# fish on fish violence.



## topher (May 23, 2014)

I just got two iridescent sharks for my tank. 65 gallon. There's no other fish in the tank. I had them 3 days and when I got up for work I noticed that one of them was pretty beat up. When I got home from work 9 hours later that one was dead. Can anyone tell me why the one would kill the other? I was told these are a good community fish. What happened?


----------



## Buerkletucson (Apr 8, 2014)

topher said:


> I just got two iridescent sharks for my tank. 65 gallon. There's no other fish in the tank. I had them 3 days and when I got up for work I noticed that one of them was pretty beat up. When I got home from work 9 hours later that one was dead. Can anyone tell me why the one would kill the other? I was told these are a good community fish. What happened?



Did you actually see the fish fighting? Are you sure that's the cause?
FYI.......They are not a very good fish to keep in an aquarium environment.

++++

Exercise aim: In the thread about fish on fish violence, why did the first poster find it puzzling that one iridescent shark killed the other?

[Some rows]
++++

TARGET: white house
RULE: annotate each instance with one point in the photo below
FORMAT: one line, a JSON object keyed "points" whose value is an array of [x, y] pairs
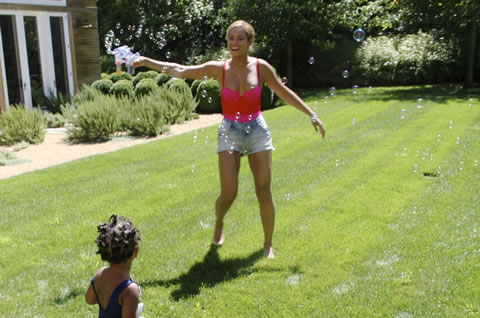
{"points": [[46, 47]]}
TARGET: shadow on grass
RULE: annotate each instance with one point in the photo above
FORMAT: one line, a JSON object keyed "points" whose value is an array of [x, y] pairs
{"points": [[63, 298], [208, 273], [435, 93]]}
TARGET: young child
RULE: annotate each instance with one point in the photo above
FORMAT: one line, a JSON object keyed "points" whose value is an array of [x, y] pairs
{"points": [[112, 287]]}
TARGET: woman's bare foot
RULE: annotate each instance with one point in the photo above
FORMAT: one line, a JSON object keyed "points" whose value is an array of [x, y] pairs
{"points": [[218, 237], [268, 252]]}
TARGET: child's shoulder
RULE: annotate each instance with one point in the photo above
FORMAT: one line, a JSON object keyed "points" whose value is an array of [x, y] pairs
{"points": [[100, 271]]}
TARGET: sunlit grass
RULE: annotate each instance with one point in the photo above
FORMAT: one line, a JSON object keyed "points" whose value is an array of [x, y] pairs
{"points": [[358, 232]]}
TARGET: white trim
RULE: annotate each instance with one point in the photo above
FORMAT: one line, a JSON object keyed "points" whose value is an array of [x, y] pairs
{"points": [[4, 76], [59, 3], [22, 53], [45, 52], [68, 54]]}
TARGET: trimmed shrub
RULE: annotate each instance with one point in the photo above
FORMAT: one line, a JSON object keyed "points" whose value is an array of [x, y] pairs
{"points": [[152, 114], [86, 93], [53, 120], [145, 87], [268, 97], [19, 124], [103, 85], [92, 120], [115, 77], [142, 75], [179, 85], [208, 95], [122, 88], [144, 117], [6, 156], [410, 59]]}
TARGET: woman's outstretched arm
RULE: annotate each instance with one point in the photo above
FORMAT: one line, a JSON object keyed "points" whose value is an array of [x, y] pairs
{"points": [[208, 69], [289, 96]]}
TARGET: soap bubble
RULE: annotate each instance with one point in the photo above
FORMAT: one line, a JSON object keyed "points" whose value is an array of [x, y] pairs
{"points": [[419, 103], [359, 35]]}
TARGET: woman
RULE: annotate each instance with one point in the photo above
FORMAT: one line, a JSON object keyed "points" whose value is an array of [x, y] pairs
{"points": [[243, 130]]}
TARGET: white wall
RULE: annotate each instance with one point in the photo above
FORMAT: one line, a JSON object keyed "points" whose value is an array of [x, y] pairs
{"points": [[62, 3]]}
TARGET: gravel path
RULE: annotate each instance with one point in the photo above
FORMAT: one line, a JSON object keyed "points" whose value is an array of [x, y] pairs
{"points": [[55, 150]]}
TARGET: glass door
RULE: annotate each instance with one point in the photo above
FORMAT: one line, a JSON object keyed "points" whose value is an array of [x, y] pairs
{"points": [[59, 56]]}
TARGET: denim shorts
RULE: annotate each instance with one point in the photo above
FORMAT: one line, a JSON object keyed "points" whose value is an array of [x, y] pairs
{"points": [[246, 138]]}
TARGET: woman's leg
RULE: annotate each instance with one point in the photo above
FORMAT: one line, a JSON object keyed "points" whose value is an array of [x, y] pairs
{"points": [[229, 166], [261, 167]]}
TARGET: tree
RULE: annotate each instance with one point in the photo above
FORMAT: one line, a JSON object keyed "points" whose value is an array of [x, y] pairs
{"points": [[446, 18], [281, 23]]}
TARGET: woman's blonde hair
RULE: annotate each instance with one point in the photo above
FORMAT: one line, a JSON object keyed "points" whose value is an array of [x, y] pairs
{"points": [[245, 26]]}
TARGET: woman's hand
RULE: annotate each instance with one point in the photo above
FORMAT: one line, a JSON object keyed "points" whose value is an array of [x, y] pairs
{"points": [[139, 61]]}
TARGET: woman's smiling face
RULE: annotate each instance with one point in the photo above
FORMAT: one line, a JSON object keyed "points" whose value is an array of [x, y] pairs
{"points": [[238, 42]]}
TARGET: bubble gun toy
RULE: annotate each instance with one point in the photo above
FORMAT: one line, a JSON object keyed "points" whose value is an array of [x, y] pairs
{"points": [[123, 54]]}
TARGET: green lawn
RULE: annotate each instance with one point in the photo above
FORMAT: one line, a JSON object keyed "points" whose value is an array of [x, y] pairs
{"points": [[358, 232]]}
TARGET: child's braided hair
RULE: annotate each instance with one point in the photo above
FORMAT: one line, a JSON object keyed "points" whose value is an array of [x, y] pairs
{"points": [[117, 240]]}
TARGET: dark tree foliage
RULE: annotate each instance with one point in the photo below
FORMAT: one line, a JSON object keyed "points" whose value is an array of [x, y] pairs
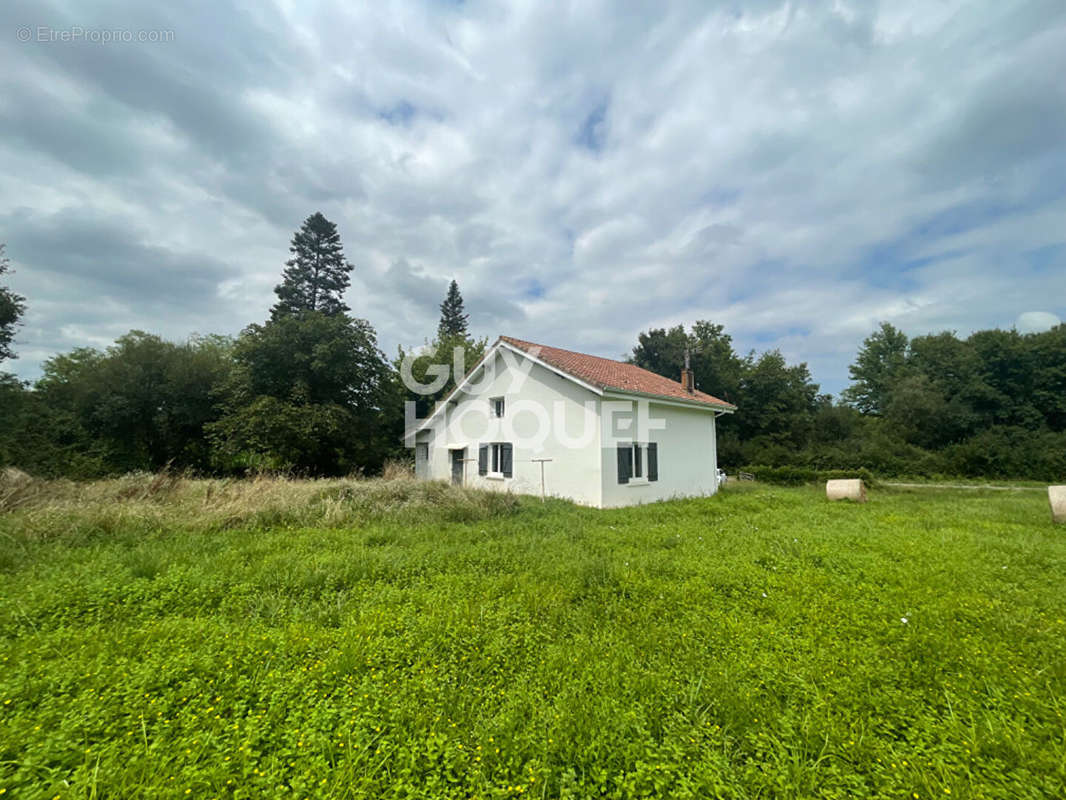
{"points": [[12, 307], [877, 365], [439, 353], [453, 317], [717, 368], [317, 275], [989, 405], [308, 394]]}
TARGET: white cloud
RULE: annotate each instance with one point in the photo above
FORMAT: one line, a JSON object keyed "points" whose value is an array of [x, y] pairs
{"points": [[1036, 321]]}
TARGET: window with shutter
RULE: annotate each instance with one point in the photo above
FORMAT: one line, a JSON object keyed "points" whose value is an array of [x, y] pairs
{"points": [[625, 463], [507, 459], [500, 457]]}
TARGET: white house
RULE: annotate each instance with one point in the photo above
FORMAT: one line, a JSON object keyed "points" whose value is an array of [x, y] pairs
{"points": [[535, 419]]}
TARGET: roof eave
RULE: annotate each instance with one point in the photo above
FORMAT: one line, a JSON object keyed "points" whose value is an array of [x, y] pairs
{"points": [[703, 405]]}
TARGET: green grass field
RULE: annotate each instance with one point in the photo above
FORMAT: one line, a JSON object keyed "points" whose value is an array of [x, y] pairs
{"points": [[167, 638]]}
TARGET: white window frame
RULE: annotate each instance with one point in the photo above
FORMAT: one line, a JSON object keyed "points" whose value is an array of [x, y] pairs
{"points": [[496, 460]]}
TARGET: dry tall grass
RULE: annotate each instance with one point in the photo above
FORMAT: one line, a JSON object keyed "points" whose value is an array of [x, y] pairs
{"points": [[146, 502]]}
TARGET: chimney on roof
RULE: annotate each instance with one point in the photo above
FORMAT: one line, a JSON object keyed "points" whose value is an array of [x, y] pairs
{"points": [[688, 378]]}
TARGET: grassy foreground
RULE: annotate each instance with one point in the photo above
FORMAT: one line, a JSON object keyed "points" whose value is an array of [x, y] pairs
{"points": [[171, 638]]}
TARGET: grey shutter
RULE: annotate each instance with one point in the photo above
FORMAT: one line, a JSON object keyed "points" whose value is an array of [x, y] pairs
{"points": [[625, 461], [506, 456]]}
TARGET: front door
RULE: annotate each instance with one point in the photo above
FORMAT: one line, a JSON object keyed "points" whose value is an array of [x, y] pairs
{"points": [[457, 457]]}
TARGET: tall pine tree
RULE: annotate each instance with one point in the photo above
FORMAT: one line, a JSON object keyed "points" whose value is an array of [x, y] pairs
{"points": [[12, 306], [317, 275], [453, 318]]}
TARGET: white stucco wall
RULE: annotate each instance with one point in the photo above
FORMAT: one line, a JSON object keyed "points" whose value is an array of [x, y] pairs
{"points": [[550, 416], [688, 454], [546, 416]]}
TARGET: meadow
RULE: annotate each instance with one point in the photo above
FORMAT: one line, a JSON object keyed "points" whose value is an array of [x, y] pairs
{"points": [[171, 638]]}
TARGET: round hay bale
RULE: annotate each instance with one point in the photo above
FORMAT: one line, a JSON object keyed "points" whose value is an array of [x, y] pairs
{"points": [[852, 489], [1056, 496]]}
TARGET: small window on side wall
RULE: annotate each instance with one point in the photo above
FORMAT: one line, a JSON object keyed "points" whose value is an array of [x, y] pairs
{"points": [[631, 461], [497, 459]]}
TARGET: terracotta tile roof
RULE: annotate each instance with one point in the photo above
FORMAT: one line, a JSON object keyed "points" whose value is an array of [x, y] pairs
{"points": [[611, 374]]}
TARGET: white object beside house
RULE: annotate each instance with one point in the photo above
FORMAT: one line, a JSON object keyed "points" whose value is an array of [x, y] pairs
{"points": [[533, 419]]}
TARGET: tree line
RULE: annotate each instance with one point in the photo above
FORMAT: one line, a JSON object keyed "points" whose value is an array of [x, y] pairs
{"points": [[309, 390], [992, 404]]}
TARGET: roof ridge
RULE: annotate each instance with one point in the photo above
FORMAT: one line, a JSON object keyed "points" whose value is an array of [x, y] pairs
{"points": [[640, 380]]}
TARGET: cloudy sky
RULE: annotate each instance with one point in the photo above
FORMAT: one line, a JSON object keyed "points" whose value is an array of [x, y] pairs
{"points": [[794, 171]]}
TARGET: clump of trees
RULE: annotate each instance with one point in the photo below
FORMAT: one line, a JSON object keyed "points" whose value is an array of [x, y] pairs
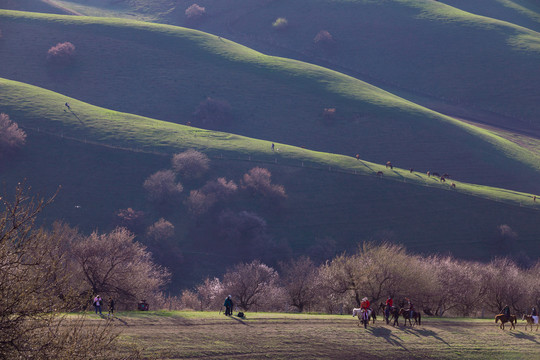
{"points": [[280, 23], [191, 163], [11, 136], [61, 53], [195, 12], [42, 278], [436, 284], [258, 181]]}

++++

Exercise result: The poster had been told that iridescent sharks are a good community fish, so the attack was not expected.